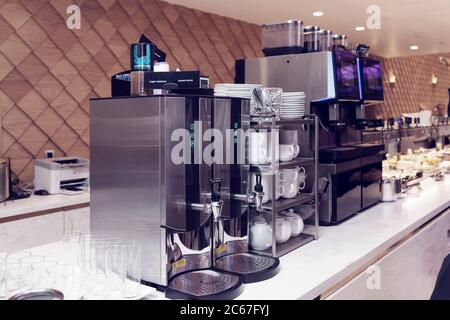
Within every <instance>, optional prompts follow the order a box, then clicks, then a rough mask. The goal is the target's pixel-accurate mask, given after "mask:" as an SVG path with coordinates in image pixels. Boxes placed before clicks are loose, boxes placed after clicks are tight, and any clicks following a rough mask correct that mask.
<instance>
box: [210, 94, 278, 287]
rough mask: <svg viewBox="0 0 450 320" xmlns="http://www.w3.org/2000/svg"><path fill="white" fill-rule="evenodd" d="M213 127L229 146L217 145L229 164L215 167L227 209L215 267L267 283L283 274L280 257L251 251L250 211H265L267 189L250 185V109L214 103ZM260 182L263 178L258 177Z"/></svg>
mask: <svg viewBox="0 0 450 320" xmlns="http://www.w3.org/2000/svg"><path fill="white" fill-rule="evenodd" d="M213 110H214V111H213V116H212V127H213V128H214V129H215V130H218V131H219V132H220V133H221V134H220V136H225V137H227V138H226V139H225V141H227V142H228V143H225V144H223V143H219V144H217V145H216V147H217V148H216V151H217V152H221V154H223V155H226V158H227V159H226V161H220V162H219V163H217V162H216V163H214V164H213V172H214V177H217V178H219V179H221V182H222V192H221V196H222V200H223V208H222V211H221V216H220V219H218V220H217V224H216V228H215V232H214V235H215V245H214V248H215V268H216V269H218V270H222V271H225V272H230V273H233V274H237V275H240V276H242V277H243V278H244V282H245V283H251V282H257V281H262V280H266V279H268V278H271V277H273V276H275V275H276V274H277V273H278V272H279V264H280V261H279V259H277V258H273V257H269V256H263V255H259V254H255V253H251V252H250V250H249V216H250V212H252V213H256V212H255V211H260V212H262V199H263V196H264V190H263V187H262V185H261V181H259V183H256V185H255V186H254V187H252V186H251V183H250V165H249V164H248V159H247V157H246V154H247V152H246V149H247V147H248V133H249V129H250V106H249V104H248V103H246V104H243V103H241V100H240V99H220V98H216V99H215V100H214V108H213ZM257 176H258V177H259V179H261V175H260V174H257Z"/></svg>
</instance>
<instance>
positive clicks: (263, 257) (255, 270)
mask: <svg viewBox="0 0 450 320" xmlns="http://www.w3.org/2000/svg"><path fill="white" fill-rule="evenodd" d="M216 269H219V270H222V271H225V272H229V273H232V274H237V275H240V276H242V277H243V278H244V282H245V283H253V282H259V281H263V280H267V279H269V278H272V277H274V276H275V275H277V274H278V272H279V271H280V260H279V259H277V258H273V257H268V256H263V255H258V254H251V253H236V254H229V255H226V256H223V257H220V258H219V259H217V260H216Z"/></svg>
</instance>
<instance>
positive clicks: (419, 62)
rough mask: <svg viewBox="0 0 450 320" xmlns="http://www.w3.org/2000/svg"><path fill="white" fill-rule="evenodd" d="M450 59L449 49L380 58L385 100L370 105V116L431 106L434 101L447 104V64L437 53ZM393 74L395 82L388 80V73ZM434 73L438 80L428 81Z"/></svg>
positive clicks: (448, 67)
mask: <svg viewBox="0 0 450 320" xmlns="http://www.w3.org/2000/svg"><path fill="white" fill-rule="evenodd" d="M440 56H444V57H446V58H448V59H450V53H444V54H432V55H422V56H412V57H398V58H381V59H382V61H383V83H384V93H385V101H384V102H383V103H382V104H379V105H377V106H374V107H371V108H370V110H369V111H370V112H369V113H370V116H372V117H379V118H381V117H382V118H388V117H392V116H401V114H402V113H411V112H418V111H419V109H424V110H432V109H433V107H435V106H436V105H437V104H439V103H442V104H444V105H447V104H448V101H449V97H448V89H449V88H450V68H449V67H446V66H445V65H443V64H441V63H440V62H439V57H440ZM390 73H393V74H394V75H395V76H396V83H395V85H390V84H389V74H390ZM433 74H435V75H436V76H437V78H438V83H437V85H435V86H432V85H431V77H432V75H433Z"/></svg>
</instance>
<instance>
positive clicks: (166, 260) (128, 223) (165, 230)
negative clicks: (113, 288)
mask: <svg viewBox="0 0 450 320" xmlns="http://www.w3.org/2000/svg"><path fill="white" fill-rule="evenodd" d="M200 100H201V99H199V98H196V97H183V96H161V97H156V96H155V97H140V98H122V99H97V100H92V101H91V179H92V183H91V230H92V232H97V233H102V234H105V235H106V236H110V237H119V238H121V239H125V240H135V241H138V242H139V243H140V245H141V247H142V260H143V261H142V278H143V280H145V281H147V282H151V283H154V284H158V285H163V286H167V285H168V280H169V279H168V278H169V276H171V275H173V274H176V273H177V272H172V271H173V268H174V266H175V267H176V268H177V269H179V270H191V269H196V268H207V267H209V266H210V265H211V252H210V249H211V247H212V239H211V233H212V231H211V228H212V227H211V225H210V217H211V215H210V213H208V212H206V211H203V210H197V209H194V205H196V204H197V205H199V204H201V203H203V204H204V203H206V201H208V199H207V198H201V191H203V192H206V191H207V190H209V175H210V172H209V168H208V167H207V166H206V165H204V164H202V157H201V156H202V151H203V146H204V143H203V142H202V126H204V128H203V130H206V129H208V128H209V127H210V120H208V118H210V113H211V101H209V102H208V101H207V102H205V103H201V102H200ZM202 117H203V118H205V119H206V121H205V123H202V124H200V123H199V122H198V120H199V119H200V118H202ZM176 132H178V136H177V135H176V134H174V133H176ZM186 133H187V134H186ZM183 139H184V140H183ZM176 145H178V146H181V147H182V148H181V149H182V150H181V151H180V152H181V156H182V158H181V159H182V160H183V161H181V162H180V163H178V162H176V161H175V159H174V158H173V157H172V156H173V155H172V151H173V150H174V147H175V146H176ZM194 146H200V148H195V147H194ZM183 157H184V158H183Z"/></svg>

--- --- ---

| About this exercise |
Exclude the images and reproduce the remaining data exactly.

| Response for this exercise |
Within every <instance>, optional prompts follow the order a box, then clicks, then a rough mask. The goal is the target's pixel-accurate mask, given after "mask:" as an SVG path with coordinates in image pixels. Boxes placed before clicks are loose, boxes placed after clicks are tight, and any clicks following a rough mask correct that mask.
<instance>
box: [210, 94, 278, 287]
rough mask: <svg viewBox="0 0 450 320" xmlns="http://www.w3.org/2000/svg"><path fill="white" fill-rule="evenodd" d="M213 127L229 146L217 145L229 164L215 167L227 209L215 267L267 283L283 274L280 257L251 251L250 211H265L267 189L250 185V109L214 103ZM260 182L263 178L258 177Z"/></svg>
mask: <svg viewBox="0 0 450 320" xmlns="http://www.w3.org/2000/svg"><path fill="white" fill-rule="evenodd" d="M213 110H214V111H213V116H212V127H213V128H214V129H215V130H218V131H219V132H220V133H221V134H220V136H225V137H227V138H226V139H225V141H227V142H228V143H225V144H223V143H219V144H217V145H216V147H217V148H216V151H217V152H221V154H223V155H226V158H227V159H226V161H220V162H219V163H217V162H216V163H214V164H213V172H214V177H217V178H219V179H221V182H222V192H221V196H222V200H223V208H222V211H221V216H220V219H218V220H217V224H216V228H215V232H214V235H215V245H214V248H215V268H216V269H218V270H222V271H225V272H230V273H233V274H237V275H240V276H242V277H243V278H244V282H245V283H251V282H257V281H262V280H266V279H268V278H271V277H273V276H275V275H276V274H277V273H278V272H279V264H280V261H279V259H277V258H273V257H269V256H263V255H259V254H255V253H251V252H250V250H249V216H250V212H252V213H256V212H255V211H260V212H262V199H263V196H264V190H263V187H262V185H261V181H259V183H256V185H255V186H254V187H252V186H251V183H250V165H249V164H248V159H247V157H246V154H247V152H246V149H247V147H248V133H249V129H250V106H249V104H248V103H246V104H243V103H241V100H240V99H220V98H216V99H215V100H214V108H213ZM257 176H258V177H259V179H261V175H260V174H257Z"/></svg>
</instance>
<instance>
positive clicks: (263, 257) (255, 270)
mask: <svg viewBox="0 0 450 320" xmlns="http://www.w3.org/2000/svg"><path fill="white" fill-rule="evenodd" d="M216 269H219V270H222V271H225V272H229V273H232V274H237V275H240V276H242V277H243V278H244V282H245V283H253V282H259V281H263V280H267V279H269V278H272V277H274V276H275V275H277V274H278V272H279V271H280V260H279V259H277V258H273V257H268V256H263V255H258V254H251V253H236V254H229V255H226V256H223V257H220V258H219V259H217V260H216Z"/></svg>
</instance>
<instance>
positive clicks: (419, 62)
rough mask: <svg viewBox="0 0 450 320" xmlns="http://www.w3.org/2000/svg"><path fill="white" fill-rule="evenodd" d="M450 59L449 49L380 58L385 100L370 105V116L431 106L434 101L447 104V64L437 53ZM393 74L395 82L388 80V73ZM434 73L438 80L428 81Z"/></svg>
positive clicks: (448, 67)
mask: <svg viewBox="0 0 450 320" xmlns="http://www.w3.org/2000/svg"><path fill="white" fill-rule="evenodd" d="M440 56H444V57H446V58H448V59H450V53H444V54H432V55H422V56H412V57H398V58H381V59H382V61H383V83H384V93H385V101H384V102H383V103H382V104H379V105H377V106H374V107H371V108H370V110H369V111H370V112H369V113H370V116H372V117H379V118H381V117H382V118H388V117H392V116H401V114H402V113H411V112H418V111H419V109H424V110H432V109H433V107H435V106H436V105H437V104H439V103H442V104H444V105H447V104H448V101H449V97H448V89H449V88H450V68H449V67H446V66H445V65H443V64H441V63H440V62H439V57H440ZM390 73H393V74H394V75H395V76H396V83H395V85H390V84H389V74H390ZM433 74H435V75H436V76H437V78H438V83H437V85H435V86H432V85H431V77H432V75H433Z"/></svg>
</instance>
<instance>
positive clicks: (166, 260) (128, 223) (165, 230)
negative clicks: (113, 288)
mask: <svg viewBox="0 0 450 320" xmlns="http://www.w3.org/2000/svg"><path fill="white" fill-rule="evenodd" d="M200 100H201V99H199V98H196V97H183V96H161V97H156V96H155V97H140V98H122V99H97V100H92V101H91V179H92V183H91V230H92V232H97V233H102V234H105V235H106V236H110V237H119V238H121V239H125V240H135V241H138V242H139V243H140V245H141V247H142V260H143V261H142V278H143V280H145V281H147V282H151V283H154V284H158V285H163V286H167V285H168V280H169V279H168V278H169V276H171V275H173V274H176V273H177V272H172V271H173V268H174V266H175V267H176V268H177V269H179V270H191V269H196V268H207V267H209V266H210V265H211V252H210V249H211V247H212V239H211V233H212V231H211V228H212V227H211V225H210V217H211V215H210V213H208V212H206V211H203V210H197V209H194V205H196V204H197V205H199V204H201V203H203V204H204V203H206V201H208V199H207V198H201V191H203V192H206V191H207V190H209V175H210V172H209V168H208V167H207V166H206V165H204V164H202V157H201V156H202V151H203V146H204V143H203V142H202V126H204V128H203V130H206V129H208V128H209V127H210V120H208V118H210V113H211V101H209V102H208V101H207V102H205V103H201V102H200ZM202 117H203V118H205V119H206V121H205V123H202V124H200V123H199V122H198V120H199V119H200V118H202ZM176 132H178V136H177V135H176V134H174V133H176ZM186 133H187V134H186ZM183 139H184V140H183ZM176 145H178V146H181V147H182V148H181V149H182V150H181V151H180V152H181V156H182V158H181V159H182V160H183V161H181V162H180V163H178V162H176V161H175V159H174V158H173V157H172V156H173V155H172V151H173V150H174V147H175V146H176ZM194 146H200V148H195V147H194ZM183 157H184V158H183Z"/></svg>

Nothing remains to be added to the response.